> EXERCISE OBJECTIVE: Rewrite all the lines below, changing "Target" to "Label" everywhere and keeping everything else the same. Leave the pictures out of your answer.
═══ ENTRIES PROVIDED
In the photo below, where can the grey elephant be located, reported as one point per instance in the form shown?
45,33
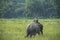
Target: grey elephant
34,28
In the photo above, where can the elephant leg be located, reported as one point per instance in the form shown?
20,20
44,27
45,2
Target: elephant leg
42,32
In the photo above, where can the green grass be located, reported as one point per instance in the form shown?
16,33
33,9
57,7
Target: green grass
15,29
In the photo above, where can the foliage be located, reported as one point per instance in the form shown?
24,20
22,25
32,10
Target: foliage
29,9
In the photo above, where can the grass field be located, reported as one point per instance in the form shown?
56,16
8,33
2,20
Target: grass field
15,29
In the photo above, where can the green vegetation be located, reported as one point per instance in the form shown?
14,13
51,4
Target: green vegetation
29,8
15,29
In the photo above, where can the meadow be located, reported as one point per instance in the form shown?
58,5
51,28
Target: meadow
15,29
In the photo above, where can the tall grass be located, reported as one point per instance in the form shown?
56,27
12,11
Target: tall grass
15,29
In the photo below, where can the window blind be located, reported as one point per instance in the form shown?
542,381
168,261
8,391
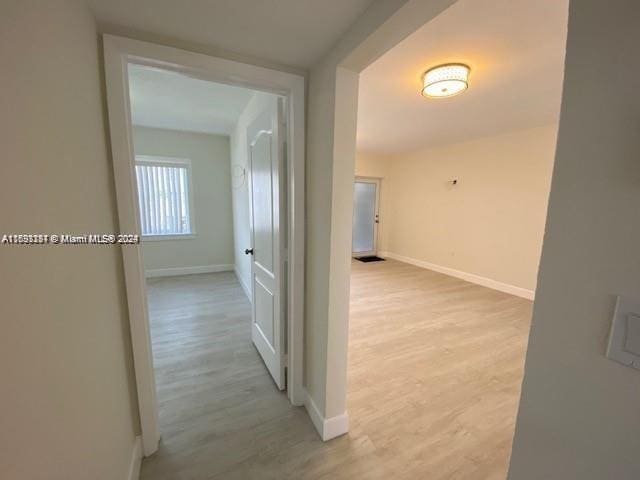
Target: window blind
163,196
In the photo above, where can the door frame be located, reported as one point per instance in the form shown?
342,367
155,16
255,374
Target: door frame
118,53
376,224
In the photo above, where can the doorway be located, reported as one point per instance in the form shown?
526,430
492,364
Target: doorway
276,152
366,216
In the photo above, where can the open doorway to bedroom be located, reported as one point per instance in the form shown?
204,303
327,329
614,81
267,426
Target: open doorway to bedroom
197,151
209,161
450,202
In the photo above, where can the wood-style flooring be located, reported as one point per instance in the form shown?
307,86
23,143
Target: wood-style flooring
435,366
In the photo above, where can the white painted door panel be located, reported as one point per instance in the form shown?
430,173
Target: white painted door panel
366,194
266,160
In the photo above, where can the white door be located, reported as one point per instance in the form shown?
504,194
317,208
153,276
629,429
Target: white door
268,234
366,193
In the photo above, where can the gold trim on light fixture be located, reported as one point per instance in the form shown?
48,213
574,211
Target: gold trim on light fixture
446,80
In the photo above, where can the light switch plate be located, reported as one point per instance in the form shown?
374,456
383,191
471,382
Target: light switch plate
624,339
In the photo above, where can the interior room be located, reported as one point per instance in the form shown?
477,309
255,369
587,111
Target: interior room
451,195
427,385
193,154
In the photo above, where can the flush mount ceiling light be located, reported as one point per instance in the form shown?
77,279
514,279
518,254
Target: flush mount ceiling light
446,80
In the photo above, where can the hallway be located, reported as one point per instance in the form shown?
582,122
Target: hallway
221,415
435,366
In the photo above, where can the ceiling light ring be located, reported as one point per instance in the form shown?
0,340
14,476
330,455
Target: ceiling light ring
445,80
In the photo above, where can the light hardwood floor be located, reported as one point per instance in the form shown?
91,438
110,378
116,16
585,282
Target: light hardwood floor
435,366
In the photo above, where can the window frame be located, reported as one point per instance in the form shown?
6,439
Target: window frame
163,161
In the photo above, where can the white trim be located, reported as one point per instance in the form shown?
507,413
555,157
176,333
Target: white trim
243,283
173,236
176,271
328,428
469,277
119,52
136,460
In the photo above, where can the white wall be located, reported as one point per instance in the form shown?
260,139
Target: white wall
490,224
67,409
240,188
331,115
212,246
579,414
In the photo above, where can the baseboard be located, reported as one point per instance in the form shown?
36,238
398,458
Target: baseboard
136,460
469,277
175,271
328,428
243,284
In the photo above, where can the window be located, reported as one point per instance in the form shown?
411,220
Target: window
164,193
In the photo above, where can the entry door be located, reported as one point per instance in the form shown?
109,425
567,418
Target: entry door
366,193
268,232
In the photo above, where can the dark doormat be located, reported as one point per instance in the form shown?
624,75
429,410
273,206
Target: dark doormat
370,258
══════
> SOLUTION TO THE EXERCISE:
In the photo below, where can the grey elephant be located, reported as one point per instance in the form shown?
45,33
Label: grey elephant
34,28
In the photo above, where can the elephant leg be located, reported as one point per instance in the form shown?
20,20
44,27
45,2
Label: elephant leg
42,32
In the photo above, where can the green grass be located, reported as one point per instance in the form shown?
16,33
33,9
57,7
Label: green grass
15,29
In the photo above, where can the foliage be located, reported as one point per instance in the form shown?
24,20
22,25
32,10
Label: foliage
29,9
In the photo above, where can the grass field be located, reported as one point per instance in the form shown?
56,16
8,33
2,20
Label: grass field
15,29
In the photo above, where can the green vegetation be located, reported as one point per instance in the form shown?
14,13
51,4
Label: green vegetation
29,8
15,29
In the photo above, where can the meadow be located, reported as one point per instance in the form shown?
58,5
51,28
Label: meadow
15,29
In the photo above, where can the tall grass be located, reported as one point per instance in the form shown?
56,27
12,11
Label: tall grass
15,29
In the photo below, where can the window blind be located, reported as one point per instance in the form shown?
542,381
168,261
8,391
Label: window blind
163,196
In the photo above, where can the door frame be located, reported as one point per instance in the form shown?
342,367
155,16
255,374
Label: door frame
118,53
376,224
In the photo above, where can the doorway be located, reported as one point per instance in the form shown?
526,430
492,364
Label: doorway
276,152
366,216
In the photo above, where can the open doorway to bedroom be located, reported as one point per instance in the form shown?
204,303
327,329
614,81
267,426
Label: open doorway to bedroom
197,151
209,161
450,202
In the photo above, where can the wood-style flooring be located, reported as one point per instance in the form shown?
307,86
23,143
Label: wood-style flooring
435,366
In the photo above, where can the white painted door panel be located, reported as one point per instance in the form shown?
430,173
Label: white painted door panel
366,194
266,160
In the photo above, where can the white door be located, reported as one point per instance in the form shown?
504,194
317,208
153,276
629,429
Label: white door
268,234
366,193
In the photo above, where can the gold trim on light fixture be located, reported as one point per instance in the form shown?
48,213
574,211
Label: gold trim on light fixture
446,80
In the photo above, where can the light switch plate be located, reported as one point per instance in the form shown?
374,456
383,191
471,382
Label: light switch plate
624,339
In the photo above, where can the interior room be located, reported as one point per instance in the form shown?
477,309
255,369
587,111
Label: interior room
451,195
427,385
193,154
In the photo above, where can the flush mount ceiling light be located, reported as one point per instance in the form shown?
77,279
514,279
518,254
Label: flush mount ceiling light
446,80
In the photo above, where can the hallway be located, reported as one point per instance in the form shown?
582,122
Label: hallway
221,415
435,366
In the photo above, where can the ceiling light ring be located, reported as one point per instance in the form shown?
0,340
14,476
330,455
Label: ceiling light ring
445,80
In the photo above, where can the light hardwood floor be located, reported as one point per instance in the form shown?
91,438
110,378
116,16
585,282
Label: light hardwood floor
435,366
In the photo above, where can the window frame be located, reported as one point per instance in the form shown?
6,439
Label: window frame
163,161
In the photo above, where can the white trim be located, reported as one point per instance in the form shown?
507,413
555,157
176,333
Label: white trim
243,283
173,236
176,271
328,428
469,277
119,52
136,460
In the photo above, where can the white wall be located, reported as one point per instance in the form shown?
260,139
Label: white wall
490,224
67,409
240,188
331,115
212,246
579,414
In the photo above, where can the baseboard be located, reported as one point per instance in the form shown?
36,238
398,458
Label: baseboard
136,460
469,277
175,271
328,428
243,284
In the photo above, where can the window be located, reported as one point per instance in the form shown?
411,220
Label: window
164,193
In the photo above, where can the entry door be located, reported as one point per instance in the form shown?
109,425
567,418
Label: entry door
366,193
268,232
In the photo above, where can the dark doormat be located, reported as one point per instance in the form shown?
624,75
429,410
273,206
Label: dark doormat
370,258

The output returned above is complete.